**Directions**
Reproduce exactly everything from the line containing "The query is: red tomato" down to the final line, including both of those lines.

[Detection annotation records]
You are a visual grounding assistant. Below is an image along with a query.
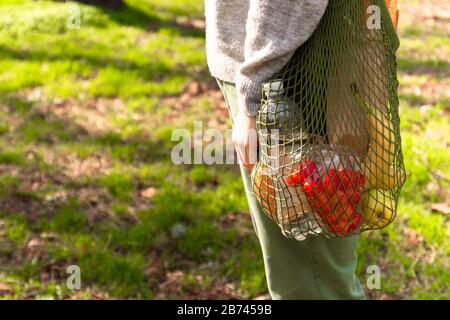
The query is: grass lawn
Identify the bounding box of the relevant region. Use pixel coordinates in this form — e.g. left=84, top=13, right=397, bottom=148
left=0, top=0, right=450, bottom=299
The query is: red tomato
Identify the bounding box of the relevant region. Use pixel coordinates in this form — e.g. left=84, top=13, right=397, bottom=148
left=303, top=179, right=314, bottom=197
left=285, top=175, right=293, bottom=186
left=291, top=172, right=300, bottom=184
left=300, top=160, right=317, bottom=176
left=313, top=194, right=333, bottom=216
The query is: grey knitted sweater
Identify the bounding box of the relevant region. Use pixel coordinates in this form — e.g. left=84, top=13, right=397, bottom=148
left=205, top=0, right=328, bottom=116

**Task answer**
The query is: red tomato
Identify the bounding box of the relevant region. Use pixel coordinates in this form — e.g. left=84, top=13, right=397, bottom=148
left=303, top=179, right=314, bottom=197
left=285, top=175, right=293, bottom=186
left=291, top=172, right=300, bottom=184
left=300, top=160, right=317, bottom=176
left=313, top=194, right=333, bottom=216
The query is: grey knitted sweater
Identify the bounding box of the relevant region. Use pixel coordinates in this form — e.g. left=84, top=13, right=397, bottom=148
left=205, top=0, right=328, bottom=116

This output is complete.